* _Stated problem_: Copy the following lines word for word, omitting the pictures from your answer.
[start]
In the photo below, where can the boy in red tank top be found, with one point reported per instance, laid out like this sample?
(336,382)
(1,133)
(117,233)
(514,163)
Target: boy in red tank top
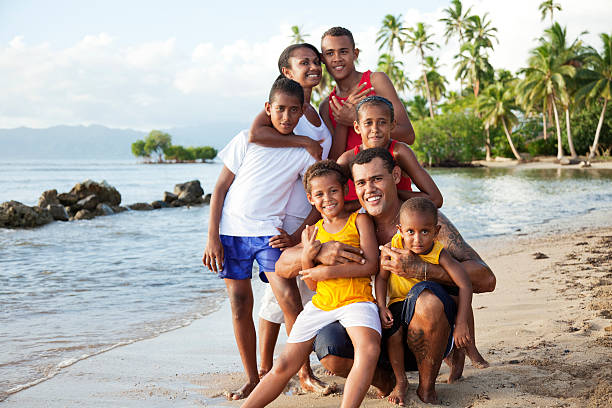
[end]
* _Result of this task_:
In the photo below, where can the boy in red tank top be found, with one point reported per instance, laid out like this sample?
(336,382)
(1,133)
(117,233)
(514,163)
Target: boy in red tank top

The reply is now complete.